------ Provided records ------
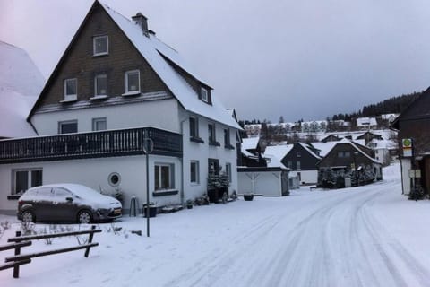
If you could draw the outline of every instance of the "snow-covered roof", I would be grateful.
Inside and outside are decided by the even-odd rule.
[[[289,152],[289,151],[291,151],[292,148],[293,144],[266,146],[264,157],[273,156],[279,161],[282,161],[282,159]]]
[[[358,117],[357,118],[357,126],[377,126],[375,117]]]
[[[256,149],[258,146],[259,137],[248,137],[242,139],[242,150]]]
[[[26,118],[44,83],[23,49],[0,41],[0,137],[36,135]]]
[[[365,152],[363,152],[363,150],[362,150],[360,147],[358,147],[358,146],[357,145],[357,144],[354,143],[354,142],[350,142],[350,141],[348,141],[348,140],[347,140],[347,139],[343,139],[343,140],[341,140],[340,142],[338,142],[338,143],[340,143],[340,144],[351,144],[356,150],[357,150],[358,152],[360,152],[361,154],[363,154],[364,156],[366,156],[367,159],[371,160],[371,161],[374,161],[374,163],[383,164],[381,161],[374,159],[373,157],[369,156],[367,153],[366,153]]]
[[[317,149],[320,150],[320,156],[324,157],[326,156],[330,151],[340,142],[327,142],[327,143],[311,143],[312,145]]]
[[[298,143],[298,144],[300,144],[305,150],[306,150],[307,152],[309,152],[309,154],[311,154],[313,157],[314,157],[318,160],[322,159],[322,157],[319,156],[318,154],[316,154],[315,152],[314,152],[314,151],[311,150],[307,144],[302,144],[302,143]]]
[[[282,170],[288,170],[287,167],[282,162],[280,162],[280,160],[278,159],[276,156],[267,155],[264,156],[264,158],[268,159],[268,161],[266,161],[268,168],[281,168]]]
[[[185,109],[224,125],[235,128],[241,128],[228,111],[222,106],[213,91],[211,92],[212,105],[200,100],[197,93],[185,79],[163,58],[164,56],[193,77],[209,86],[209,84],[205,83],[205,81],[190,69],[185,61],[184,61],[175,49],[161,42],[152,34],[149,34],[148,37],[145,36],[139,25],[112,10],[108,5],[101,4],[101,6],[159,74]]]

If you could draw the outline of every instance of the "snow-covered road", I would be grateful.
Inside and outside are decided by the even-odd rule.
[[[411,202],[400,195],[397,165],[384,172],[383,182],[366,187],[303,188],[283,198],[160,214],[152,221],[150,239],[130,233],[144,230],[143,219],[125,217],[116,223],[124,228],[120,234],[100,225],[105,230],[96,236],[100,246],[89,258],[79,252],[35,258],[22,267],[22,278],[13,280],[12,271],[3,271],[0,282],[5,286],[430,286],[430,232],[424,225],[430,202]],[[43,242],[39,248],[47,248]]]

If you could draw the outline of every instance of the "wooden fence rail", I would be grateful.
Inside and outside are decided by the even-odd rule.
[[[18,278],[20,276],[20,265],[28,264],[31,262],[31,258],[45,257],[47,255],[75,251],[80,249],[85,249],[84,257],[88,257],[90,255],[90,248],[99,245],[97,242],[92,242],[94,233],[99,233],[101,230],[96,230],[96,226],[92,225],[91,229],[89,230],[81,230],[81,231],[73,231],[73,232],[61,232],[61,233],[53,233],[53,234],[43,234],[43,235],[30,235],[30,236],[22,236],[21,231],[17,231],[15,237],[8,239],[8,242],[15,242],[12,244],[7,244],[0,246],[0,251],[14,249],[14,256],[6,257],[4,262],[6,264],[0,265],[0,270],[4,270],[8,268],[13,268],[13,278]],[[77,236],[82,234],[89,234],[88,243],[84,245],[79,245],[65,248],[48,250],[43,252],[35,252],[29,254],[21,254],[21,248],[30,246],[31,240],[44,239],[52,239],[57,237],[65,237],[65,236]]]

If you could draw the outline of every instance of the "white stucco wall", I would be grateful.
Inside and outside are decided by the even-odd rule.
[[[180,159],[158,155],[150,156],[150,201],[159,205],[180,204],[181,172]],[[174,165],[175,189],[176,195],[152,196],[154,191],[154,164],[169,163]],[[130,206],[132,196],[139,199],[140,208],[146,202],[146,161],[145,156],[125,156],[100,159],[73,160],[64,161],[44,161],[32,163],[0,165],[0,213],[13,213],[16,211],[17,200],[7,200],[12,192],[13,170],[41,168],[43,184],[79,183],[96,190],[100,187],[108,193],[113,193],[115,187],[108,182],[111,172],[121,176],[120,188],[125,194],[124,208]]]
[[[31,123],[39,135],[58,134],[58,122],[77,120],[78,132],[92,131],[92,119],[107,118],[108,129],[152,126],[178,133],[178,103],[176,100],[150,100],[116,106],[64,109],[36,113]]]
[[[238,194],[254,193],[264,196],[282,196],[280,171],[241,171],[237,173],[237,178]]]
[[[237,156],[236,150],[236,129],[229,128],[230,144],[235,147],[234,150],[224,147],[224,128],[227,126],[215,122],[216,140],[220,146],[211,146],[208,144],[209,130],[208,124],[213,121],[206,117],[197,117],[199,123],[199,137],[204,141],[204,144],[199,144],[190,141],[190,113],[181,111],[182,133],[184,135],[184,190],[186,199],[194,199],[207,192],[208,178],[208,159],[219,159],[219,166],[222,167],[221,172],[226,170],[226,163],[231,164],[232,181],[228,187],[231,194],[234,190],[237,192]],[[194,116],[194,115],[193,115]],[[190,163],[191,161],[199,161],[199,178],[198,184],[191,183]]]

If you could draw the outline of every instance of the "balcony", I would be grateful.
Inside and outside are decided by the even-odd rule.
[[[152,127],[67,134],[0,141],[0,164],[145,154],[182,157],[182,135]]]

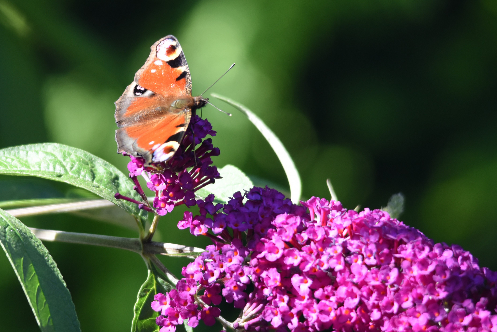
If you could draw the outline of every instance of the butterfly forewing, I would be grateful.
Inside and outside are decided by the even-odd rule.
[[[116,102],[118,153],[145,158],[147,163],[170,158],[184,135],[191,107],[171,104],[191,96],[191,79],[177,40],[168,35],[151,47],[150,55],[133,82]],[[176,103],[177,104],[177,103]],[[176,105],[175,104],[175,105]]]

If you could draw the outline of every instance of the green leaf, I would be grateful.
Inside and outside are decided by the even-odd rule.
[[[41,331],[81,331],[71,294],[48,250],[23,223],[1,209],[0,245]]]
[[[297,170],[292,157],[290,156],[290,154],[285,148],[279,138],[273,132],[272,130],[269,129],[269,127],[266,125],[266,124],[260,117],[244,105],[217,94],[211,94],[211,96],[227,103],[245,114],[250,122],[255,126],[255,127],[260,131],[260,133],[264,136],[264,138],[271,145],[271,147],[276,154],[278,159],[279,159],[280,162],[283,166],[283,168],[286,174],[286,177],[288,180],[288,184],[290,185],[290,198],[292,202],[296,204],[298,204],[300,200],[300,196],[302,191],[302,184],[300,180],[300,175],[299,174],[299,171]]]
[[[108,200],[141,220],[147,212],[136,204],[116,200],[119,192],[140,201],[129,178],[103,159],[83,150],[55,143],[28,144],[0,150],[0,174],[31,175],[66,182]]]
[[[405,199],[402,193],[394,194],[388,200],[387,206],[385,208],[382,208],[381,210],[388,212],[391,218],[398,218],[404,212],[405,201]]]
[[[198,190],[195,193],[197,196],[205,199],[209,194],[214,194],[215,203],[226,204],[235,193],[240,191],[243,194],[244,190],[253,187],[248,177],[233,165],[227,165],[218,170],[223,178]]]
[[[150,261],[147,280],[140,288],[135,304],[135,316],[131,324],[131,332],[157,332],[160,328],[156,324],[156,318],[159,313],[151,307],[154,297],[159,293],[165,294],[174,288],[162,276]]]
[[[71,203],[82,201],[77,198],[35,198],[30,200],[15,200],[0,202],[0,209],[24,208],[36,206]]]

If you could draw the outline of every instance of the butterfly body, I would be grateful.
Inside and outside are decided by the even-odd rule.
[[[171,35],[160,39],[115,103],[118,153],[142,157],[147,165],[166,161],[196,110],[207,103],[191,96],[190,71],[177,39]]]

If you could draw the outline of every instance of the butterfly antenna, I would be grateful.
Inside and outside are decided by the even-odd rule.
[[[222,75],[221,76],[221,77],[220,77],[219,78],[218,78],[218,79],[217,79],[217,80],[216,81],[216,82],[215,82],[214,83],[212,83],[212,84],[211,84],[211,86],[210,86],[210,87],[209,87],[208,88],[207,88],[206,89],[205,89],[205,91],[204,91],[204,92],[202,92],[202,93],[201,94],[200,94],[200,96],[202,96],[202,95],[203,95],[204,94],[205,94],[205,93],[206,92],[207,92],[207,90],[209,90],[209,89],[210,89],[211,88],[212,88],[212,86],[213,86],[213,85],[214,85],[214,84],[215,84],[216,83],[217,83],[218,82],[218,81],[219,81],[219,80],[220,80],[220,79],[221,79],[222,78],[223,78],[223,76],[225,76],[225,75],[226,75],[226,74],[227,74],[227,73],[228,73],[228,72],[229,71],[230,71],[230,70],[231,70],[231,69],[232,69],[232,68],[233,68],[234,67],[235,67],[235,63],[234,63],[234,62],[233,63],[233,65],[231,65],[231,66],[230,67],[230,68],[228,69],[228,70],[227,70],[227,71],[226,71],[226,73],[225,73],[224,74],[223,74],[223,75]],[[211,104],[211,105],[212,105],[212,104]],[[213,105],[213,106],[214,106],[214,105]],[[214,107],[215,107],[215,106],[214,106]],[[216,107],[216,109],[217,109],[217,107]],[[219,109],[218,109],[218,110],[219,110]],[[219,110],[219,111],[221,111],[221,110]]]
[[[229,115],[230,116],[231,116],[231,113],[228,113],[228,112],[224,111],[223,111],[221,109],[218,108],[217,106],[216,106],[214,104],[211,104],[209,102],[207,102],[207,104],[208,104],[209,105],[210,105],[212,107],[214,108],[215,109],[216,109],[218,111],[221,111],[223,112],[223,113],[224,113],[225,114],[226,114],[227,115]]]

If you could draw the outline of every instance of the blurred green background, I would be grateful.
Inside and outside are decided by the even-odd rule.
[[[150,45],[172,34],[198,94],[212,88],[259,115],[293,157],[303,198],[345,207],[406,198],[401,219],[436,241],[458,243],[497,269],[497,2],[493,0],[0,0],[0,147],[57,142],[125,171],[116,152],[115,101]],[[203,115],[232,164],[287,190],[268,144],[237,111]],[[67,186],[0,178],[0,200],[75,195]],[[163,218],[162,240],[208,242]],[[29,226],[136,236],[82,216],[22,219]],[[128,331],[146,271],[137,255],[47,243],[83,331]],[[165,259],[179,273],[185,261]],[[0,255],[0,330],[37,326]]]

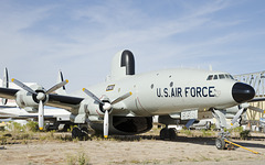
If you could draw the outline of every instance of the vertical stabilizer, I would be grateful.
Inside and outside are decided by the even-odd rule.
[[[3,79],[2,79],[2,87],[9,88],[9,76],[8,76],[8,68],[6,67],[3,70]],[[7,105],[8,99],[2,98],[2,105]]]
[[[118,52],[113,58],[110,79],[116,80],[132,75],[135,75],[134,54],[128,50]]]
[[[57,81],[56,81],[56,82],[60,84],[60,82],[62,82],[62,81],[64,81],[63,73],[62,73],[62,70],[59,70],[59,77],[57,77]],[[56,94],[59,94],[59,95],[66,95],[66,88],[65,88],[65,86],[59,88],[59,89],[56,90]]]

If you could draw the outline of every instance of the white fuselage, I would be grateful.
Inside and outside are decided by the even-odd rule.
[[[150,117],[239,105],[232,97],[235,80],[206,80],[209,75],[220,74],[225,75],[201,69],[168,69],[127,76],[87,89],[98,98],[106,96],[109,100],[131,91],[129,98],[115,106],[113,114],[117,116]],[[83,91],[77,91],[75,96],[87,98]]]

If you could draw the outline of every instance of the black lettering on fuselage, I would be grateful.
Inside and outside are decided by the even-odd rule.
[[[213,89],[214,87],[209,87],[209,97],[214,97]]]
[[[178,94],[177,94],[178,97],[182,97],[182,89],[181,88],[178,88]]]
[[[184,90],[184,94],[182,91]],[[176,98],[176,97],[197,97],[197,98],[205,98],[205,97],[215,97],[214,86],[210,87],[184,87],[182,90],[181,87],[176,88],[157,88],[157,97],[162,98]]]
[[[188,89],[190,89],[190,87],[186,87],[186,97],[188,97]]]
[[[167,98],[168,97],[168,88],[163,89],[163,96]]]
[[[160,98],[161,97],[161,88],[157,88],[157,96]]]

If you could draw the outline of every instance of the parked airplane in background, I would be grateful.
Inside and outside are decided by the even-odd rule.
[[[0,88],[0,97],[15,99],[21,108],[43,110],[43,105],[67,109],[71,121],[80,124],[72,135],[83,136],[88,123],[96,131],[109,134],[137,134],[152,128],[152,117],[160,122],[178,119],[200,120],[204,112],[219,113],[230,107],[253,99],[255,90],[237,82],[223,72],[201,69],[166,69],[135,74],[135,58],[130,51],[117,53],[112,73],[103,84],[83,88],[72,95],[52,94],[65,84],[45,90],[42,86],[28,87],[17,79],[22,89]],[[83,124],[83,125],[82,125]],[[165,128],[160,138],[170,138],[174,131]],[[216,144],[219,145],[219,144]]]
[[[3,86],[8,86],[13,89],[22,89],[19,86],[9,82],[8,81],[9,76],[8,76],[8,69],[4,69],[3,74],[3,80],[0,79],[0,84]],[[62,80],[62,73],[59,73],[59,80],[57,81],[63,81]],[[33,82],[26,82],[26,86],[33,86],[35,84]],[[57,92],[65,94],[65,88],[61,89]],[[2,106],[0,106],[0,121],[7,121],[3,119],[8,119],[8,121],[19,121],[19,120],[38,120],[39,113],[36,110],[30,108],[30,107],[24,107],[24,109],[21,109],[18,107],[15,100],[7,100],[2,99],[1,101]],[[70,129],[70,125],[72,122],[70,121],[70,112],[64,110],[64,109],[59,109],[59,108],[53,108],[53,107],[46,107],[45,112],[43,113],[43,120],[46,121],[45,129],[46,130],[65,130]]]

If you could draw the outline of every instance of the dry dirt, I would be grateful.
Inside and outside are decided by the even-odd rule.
------
◆ Task requirements:
Return the lines unchanged, beginning with the line that contains "dirt, I would be grateful." and continuing through the final line of the stored items.

◆ Full output:
If you could draw the outline of every instance of the dry dirt, I would be grateful.
Inside and outside are decided by the even-odd rule.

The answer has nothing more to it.